Pointing and labeling entries
####################
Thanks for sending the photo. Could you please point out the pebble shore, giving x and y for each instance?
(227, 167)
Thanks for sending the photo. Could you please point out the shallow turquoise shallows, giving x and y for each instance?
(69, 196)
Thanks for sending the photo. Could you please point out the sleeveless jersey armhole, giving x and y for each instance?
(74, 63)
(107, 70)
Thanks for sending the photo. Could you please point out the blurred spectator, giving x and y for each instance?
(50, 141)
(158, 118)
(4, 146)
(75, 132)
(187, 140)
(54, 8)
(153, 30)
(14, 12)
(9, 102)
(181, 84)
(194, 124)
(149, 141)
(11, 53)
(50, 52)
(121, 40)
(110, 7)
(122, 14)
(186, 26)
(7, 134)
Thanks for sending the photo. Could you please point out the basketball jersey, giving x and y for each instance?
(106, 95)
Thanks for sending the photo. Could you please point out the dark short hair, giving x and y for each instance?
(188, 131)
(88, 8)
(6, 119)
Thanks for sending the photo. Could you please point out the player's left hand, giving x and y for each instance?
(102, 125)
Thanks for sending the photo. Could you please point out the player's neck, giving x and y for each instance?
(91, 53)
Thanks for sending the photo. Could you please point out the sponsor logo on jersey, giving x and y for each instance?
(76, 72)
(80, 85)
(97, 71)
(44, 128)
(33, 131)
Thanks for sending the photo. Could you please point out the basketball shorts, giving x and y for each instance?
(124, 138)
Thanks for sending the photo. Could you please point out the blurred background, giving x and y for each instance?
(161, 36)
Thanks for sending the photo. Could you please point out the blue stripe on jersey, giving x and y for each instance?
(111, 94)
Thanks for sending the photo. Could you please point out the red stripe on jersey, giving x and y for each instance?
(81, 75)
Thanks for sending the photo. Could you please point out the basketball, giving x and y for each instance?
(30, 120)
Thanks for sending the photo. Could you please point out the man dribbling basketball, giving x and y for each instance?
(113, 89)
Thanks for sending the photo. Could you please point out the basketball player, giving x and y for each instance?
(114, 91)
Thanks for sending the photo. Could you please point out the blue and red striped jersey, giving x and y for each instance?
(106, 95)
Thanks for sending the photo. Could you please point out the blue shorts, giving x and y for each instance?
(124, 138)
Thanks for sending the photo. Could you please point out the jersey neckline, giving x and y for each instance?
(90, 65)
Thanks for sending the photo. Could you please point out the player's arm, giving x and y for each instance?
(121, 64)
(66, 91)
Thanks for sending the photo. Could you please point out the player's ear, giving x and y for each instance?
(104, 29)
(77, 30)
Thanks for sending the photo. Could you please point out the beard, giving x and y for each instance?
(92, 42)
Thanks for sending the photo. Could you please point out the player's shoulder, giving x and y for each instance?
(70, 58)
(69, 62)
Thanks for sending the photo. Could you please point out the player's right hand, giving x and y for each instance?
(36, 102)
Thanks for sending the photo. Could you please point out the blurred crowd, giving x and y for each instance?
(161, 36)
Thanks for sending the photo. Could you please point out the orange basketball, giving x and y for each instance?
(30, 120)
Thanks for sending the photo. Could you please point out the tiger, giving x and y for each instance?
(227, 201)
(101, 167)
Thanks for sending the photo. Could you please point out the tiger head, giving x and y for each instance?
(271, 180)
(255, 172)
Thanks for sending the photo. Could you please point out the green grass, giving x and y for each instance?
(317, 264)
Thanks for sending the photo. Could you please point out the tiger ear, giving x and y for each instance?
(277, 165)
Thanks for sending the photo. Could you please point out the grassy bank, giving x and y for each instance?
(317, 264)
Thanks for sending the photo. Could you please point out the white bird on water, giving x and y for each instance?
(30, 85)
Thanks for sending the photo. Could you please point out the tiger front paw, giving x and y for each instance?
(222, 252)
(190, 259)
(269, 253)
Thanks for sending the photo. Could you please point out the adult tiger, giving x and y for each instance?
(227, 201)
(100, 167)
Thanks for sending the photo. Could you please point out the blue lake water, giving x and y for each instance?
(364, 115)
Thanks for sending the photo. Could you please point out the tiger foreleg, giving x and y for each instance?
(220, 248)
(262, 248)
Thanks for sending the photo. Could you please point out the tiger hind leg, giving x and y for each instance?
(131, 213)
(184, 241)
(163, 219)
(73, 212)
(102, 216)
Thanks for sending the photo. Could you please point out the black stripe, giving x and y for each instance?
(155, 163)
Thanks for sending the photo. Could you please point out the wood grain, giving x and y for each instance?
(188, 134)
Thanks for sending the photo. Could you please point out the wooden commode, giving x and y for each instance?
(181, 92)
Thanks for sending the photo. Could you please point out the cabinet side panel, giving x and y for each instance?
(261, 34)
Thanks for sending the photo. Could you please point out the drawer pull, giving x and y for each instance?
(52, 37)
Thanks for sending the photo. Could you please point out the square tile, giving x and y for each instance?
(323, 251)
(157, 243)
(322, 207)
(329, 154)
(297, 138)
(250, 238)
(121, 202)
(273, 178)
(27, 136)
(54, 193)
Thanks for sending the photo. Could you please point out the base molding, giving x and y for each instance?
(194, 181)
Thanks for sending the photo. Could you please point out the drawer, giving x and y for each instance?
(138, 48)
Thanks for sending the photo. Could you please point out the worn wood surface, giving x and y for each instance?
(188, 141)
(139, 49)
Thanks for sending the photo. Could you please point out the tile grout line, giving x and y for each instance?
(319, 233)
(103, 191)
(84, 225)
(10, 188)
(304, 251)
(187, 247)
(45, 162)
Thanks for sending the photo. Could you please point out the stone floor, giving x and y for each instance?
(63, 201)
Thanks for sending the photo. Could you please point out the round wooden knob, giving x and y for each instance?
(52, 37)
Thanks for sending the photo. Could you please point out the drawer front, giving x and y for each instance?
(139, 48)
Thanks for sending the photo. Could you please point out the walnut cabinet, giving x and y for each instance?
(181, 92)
####################
__TASK REQUIREMENTS__
Copy every line verbatim.

__TASK RESPONSE__
Thanks for sending the photo. Could you please point out the pebble shore, giving x and y for each instance?
(227, 167)
Thanks for sending the photo. Could you please point out the shallow turquoise shallows, giving x and y for each instance?
(69, 196)
Thanks for sending the photo. Could you please point out the sleeveless jersey armhole, giving x and y for each instance?
(74, 63)
(107, 70)
Thanks for sending the photo. Could you please point out the blurred spectator, giving x and y for each instance?
(50, 141)
(158, 118)
(4, 146)
(75, 132)
(187, 140)
(54, 8)
(153, 30)
(14, 12)
(9, 102)
(181, 84)
(194, 124)
(149, 141)
(11, 53)
(50, 52)
(121, 40)
(110, 7)
(122, 14)
(186, 26)
(7, 134)
Thanks for sending the photo. Could you please point out the basketball jersey, giving x and y for each instance?
(106, 95)
Thanks for sending the photo. Could you please point out the dark short hair, giving x and y for each instance?
(188, 131)
(88, 8)
(6, 119)
Thanks for sending the photo. Could you please point out the player's left hand, giving x and y for each instance?
(102, 125)
Thanks for sending the photo. Could you please point out the player's neck, giving x and y for each instance?
(91, 53)
Thanks for sending the photo. Could you please point out the sponsor logo on jersey, giving x and y for each instance?
(76, 72)
(80, 85)
(97, 71)
(44, 128)
(33, 131)
Thanks for sending the photo. Could you please point out the basketball shorts, giving x and y for each instance?
(124, 138)
Thanks for sending the photo. Could you please point out the blurred background, giving x and y for each instance?
(161, 36)
Thanks for sending the photo. Could you please point out the blue stripe on jersey, giving x and y for each instance?
(111, 94)
Thanks for sending the photo. Could you please point out the red stripe on jersey, giving x and y for each instance?
(81, 75)
Thanks for sending the photo. Could you please point out the basketball, giving x and y for each instance?
(30, 120)
Thanks for sending the photo. Could you please point out the man dribbling basketball, giving x and y for each instance?
(113, 89)
Thanks for sending the photo. Could you please point out the basketball player, giving x and y for each instance?
(114, 91)
Thanks for sending the photo. Could you please point out the blue and red striped jersey, giving x and y for each instance?
(106, 95)
Thanks for sending the photo. Could you please point out the blue shorts, giving x and y for each instance?
(124, 138)
Thanks for sending the photo. Could you please point out the jersey neckline, giving x and y for each instance?
(90, 65)
Thanks for sending the photo. Could you please point out the player's arm, giving x and y for each instance?
(121, 64)
(66, 91)
Thanks for sending the photo. Could you please point out the player's ear, giving x and y for each instance?
(104, 29)
(77, 30)
Thanks for sending the photo. Could you please point out the beard, giving x and y for each instance?
(92, 42)
Thanks for sending the photo. Could you please point out the player's shoulder, giving x and y for each instance?
(70, 58)
(69, 62)
Thanks for sending the photo. Could you please point out the player's right hand, giving x and y for each instance?
(36, 102)
Thanks for sending the photo. Could you please point out the blurred crowd, giving x and y for each instance?
(161, 36)
Thanks for sending the photo. Could you please point out the orange basketball, giving x and y for each instance?
(30, 120)
Thanks for sending the photo. Could you please point out the tiger, giving x and y for each instance?
(227, 201)
(101, 167)
Thanks for sending the photo. Could you please point out the tiger head, giving x and y for each instance?
(271, 180)
(255, 172)
Thanks for sending the photo. Could you please point out the green grass, giving x and y for each instance?
(317, 264)
Thanks for sending the photo. Could you please point out the tiger ear, giving x and y for each instance?
(277, 165)
Thanks for sending the photo. Could you please point out the grassy bank, giving x and y for each instance?
(317, 264)
Thanks for sending the photo. Could you please point out the white bird on water, giving x and y for each instance?
(30, 85)
Thanks for sending the photo. Could you please point out the tiger front paw, giving x and y for each instance?
(222, 252)
(190, 259)
(269, 253)
Thanks for sending the photo. Could you please point out the adult tiger, giving x and y for each instance?
(227, 201)
(100, 167)
Thanks for sending the photo. Could you please point out the blue lake water, giving x and y for each instance?
(364, 115)
Thanks for sending the photo. Could you please point out the tiger foreleg, giving x and y for each instance?
(220, 248)
(262, 248)
Thanks for sending the photo. Could you please point out the tiger hind leg, giving x and y for each instance?
(131, 213)
(184, 241)
(163, 219)
(73, 212)
(102, 216)
Thanks for sending the photo. Could you please point out the black stripe, giving x and y for each instance?
(155, 163)
Thanks for sending the photo. Could you please point out the wood grain, giving x and y for each instance?
(188, 134)
Thanks for sending the photo. Could you please point out the wooden commode, giving x and y for each instance?
(181, 92)
Thanks for sending the photo. Could you please point out the cabinet side panel, giving x and y for each instance?
(261, 34)
Thanks for sending the photo. Could you please point out the drawer pull, giving x and y for each instance?
(52, 37)
Thanks for sending the photo. Could you please point out the square tile, giving x and y for each instance?
(323, 251)
(157, 243)
(322, 207)
(329, 154)
(297, 138)
(250, 238)
(121, 202)
(273, 178)
(27, 136)
(54, 193)
Thanks for sending the photo. Could you please point out the base molding, giving x and y for each instance?
(194, 181)
Thanks for sending the photo. Could you please point out the drawer, giving x and y for each instance?
(138, 48)
Thanks for sending the photo. Could you please point out the worn wood surface, giving x and y for each instance?
(188, 141)
(139, 49)
Thanks for sending the photo. Could you please point out the tile grout line, giving x and y for each instance?
(319, 233)
(103, 191)
(84, 225)
(10, 188)
(304, 251)
(187, 247)
(45, 162)
Thanks for sending the photo. Could you please point out the stone floor, giving x and y for each instance?
(63, 201)
Thanks for sending the photo. Could you please point out the round wooden knob, giving x and y for each instance?
(52, 37)
Thanks for sending the photo. Could you please point out the drawer front, giving x and y for each instance?
(139, 48)
Thanks for sending the photo. Could you please point out the walnut cabinet, giving x and y for each instance?
(181, 92)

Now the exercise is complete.